Extracted data entries
▽
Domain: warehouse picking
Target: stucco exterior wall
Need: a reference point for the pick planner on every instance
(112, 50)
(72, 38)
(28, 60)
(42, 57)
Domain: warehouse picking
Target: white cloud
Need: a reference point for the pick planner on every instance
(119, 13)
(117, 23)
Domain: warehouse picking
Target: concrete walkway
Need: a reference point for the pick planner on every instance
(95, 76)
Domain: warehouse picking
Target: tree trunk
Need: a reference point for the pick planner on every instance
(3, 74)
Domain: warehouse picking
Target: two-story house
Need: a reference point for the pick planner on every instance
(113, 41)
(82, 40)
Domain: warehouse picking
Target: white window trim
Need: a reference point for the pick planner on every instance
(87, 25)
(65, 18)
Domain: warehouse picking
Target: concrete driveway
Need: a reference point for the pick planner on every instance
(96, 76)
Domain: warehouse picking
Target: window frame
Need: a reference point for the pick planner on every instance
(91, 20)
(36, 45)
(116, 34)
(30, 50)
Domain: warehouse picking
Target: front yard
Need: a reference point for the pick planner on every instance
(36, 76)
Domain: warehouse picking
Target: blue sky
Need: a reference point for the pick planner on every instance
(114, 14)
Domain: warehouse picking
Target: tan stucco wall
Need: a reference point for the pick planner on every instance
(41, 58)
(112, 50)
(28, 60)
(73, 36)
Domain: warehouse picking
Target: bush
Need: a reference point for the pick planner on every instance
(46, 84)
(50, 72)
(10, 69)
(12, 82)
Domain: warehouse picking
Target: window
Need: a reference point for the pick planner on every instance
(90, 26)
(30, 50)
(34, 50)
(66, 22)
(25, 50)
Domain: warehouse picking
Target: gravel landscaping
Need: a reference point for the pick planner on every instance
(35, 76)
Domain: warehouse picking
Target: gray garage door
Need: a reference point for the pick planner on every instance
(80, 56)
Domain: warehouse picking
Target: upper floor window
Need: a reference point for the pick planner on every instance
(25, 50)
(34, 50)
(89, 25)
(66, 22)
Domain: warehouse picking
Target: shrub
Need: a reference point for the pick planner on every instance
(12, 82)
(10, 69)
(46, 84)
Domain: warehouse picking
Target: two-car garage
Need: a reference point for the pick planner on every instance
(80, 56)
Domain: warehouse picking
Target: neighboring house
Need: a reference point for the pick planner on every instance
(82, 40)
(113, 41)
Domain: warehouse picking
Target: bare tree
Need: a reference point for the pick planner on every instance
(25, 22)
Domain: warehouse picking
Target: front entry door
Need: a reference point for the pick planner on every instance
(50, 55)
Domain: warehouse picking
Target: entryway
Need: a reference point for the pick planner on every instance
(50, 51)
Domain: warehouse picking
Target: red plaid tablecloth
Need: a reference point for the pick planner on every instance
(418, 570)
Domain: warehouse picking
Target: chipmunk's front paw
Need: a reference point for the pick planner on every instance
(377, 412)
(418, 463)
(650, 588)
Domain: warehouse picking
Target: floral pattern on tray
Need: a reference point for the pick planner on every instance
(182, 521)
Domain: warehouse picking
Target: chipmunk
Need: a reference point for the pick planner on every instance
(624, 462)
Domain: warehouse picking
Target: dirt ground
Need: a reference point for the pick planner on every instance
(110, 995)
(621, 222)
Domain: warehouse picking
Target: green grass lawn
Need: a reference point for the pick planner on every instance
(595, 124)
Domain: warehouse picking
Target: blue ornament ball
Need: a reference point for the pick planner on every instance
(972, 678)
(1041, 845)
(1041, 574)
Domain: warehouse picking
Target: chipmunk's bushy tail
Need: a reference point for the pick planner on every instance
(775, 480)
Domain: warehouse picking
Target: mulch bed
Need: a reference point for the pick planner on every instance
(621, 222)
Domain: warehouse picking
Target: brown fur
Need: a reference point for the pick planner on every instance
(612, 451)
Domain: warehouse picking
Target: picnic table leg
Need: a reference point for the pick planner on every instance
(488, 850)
△
YOUR TASK
Reproduce the entries above in full, verbatim.

REPLY TO THE TASK
Domain: warehouse picking
Target: stucco exterior wall
Need: a reference point for the pick planner on every instance
(112, 50)
(72, 38)
(28, 60)
(42, 57)
Domain: warehouse picking
Target: white cloud
Need: a reference point for the pick planner on every instance
(119, 13)
(117, 23)
Domain: warehouse picking
Target: concrete walkway
Need: a reference point for the pick planner on every instance
(95, 76)
Domain: warehouse picking
Target: tree trunk
Need: a reference point for the pick planner on every instance
(3, 74)
Domain: warehouse picking
Target: two-story house
Need: a reference point for the pick planner on every instance
(113, 41)
(82, 40)
Domain: warehouse picking
Target: white window trim
Need: a reference point for the pick planner on every instance
(87, 25)
(65, 18)
Domain: warehouse picking
Target: concrete driveway
Need: a reference point for the pick planner on every instance
(96, 76)
Domain: warehouse picking
Target: window frame
Need: a reference point for the pick planner on every instance
(91, 20)
(36, 45)
(116, 34)
(30, 50)
Domain: warehouse picking
Target: front yard
Need: a reference point for the pick planner on every instance
(36, 76)
Domain: warehouse picking
Target: blue sky
Need: a reference point for the pick planner on every instance
(114, 14)
Domain: warehouse picking
Target: tan stucco wall
Need: a reference point for the pick planner on every instance
(41, 58)
(112, 50)
(28, 60)
(73, 36)
Domain: warehouse picking
Target: bush
Need: a reference point for the pick planner on every instance
(46, 84)
(50, 72)
(10, 69)
(12, 82)
Domain: warehouse picking
Target: window
Need: a reference point for the pick planner on every instance
(90, 26)
(30, 50)
(34, 50)
(66, 22)
(25, 50)
Domain: warehouse picking
Target: gravel landscaping
Need: a reference point for the pick planner on every instance
(35, 76)
Domain: warehouse picking
Target: gray garage door
Need: a reference point for the pick planner on every instance
(80, 56)
Domain: warehouse picking
Target: upper floor window
Need: a reference point for the pick planner on every instance
(25, 50)
(34, 50)
(89, 25)
(66, 22)
Domain: warehouse picking
Target: shrub
Need: a reference point for the pick planner on every instance
(12, 82)
(10, 69)
(46, 84)
Domain: warehouse picking
Target: two-car garage
Need: a reference point for the pick planner on every instance
(80, 56)
Domain: warehouse picking
Target: neighboring house
Need: a reference point for the pick planner on every instance
(82, 40)
(113, 41)
Domain: warehouse picking
Target: bare tree
Need: a reference point for the pick planner on every instance
(25, 22)
Domain: warehouse picking
Target: front entry door
Need: a reference point for the pick planner on every instance
(50, 55)
Domain: warehouse picking
Target: entryway
Need: a reference point for the pick planner on every instance
(50, 51)
Domain: warehouse picking
Target: red plaid tablecloth
Need: a reference point for the pick planner on every instance
(418, 570)
Domain: warehouse picking
Target: chipmunk's front paw
Need: a reference point for the pick planner on every instance
(377, 412)
(418, 463)
(650, 588)
Domain: warehouse picking
Target: floral pattern on tray
Need: a reference point for the pick planner on every instance
(182, 521)
Domain: warehouse picking
Target: chipmunk
Need: a reference point for the pick planner on every instance
(624, 462)
Domain: warehouse picking
Target: dirt ground
Need: a reference point for the pick planner on every instance
(110, 995)
(621, 222)
Domain: warehouse picking
Target: green grass lawn
Need: a reference point for the pick planner on every instance
(595, 124)
Domain: warehouse picking
Target: blue ornament ball
Need: a reference point for the pick planner on every instance
(972, 678)
(1041, 845)
(1041, 574)
Domain: warehouse picking
Target: chipmunk's bushy tail
Need: a reference point for the pick planner on every instance
(775, 480)
Domain: warehouse picking
Target: mulch bed
Need: a reference point for the pick planner on every instance
(621, 222)
Domain: warehouse picking
Target: brown fur
Need: a reference point for the pick planner on every instance
(612, 451)
Domain: warehouse picking
Target: picnic table leg
Need: a reference point for the pick planner on every instance
(488, 850)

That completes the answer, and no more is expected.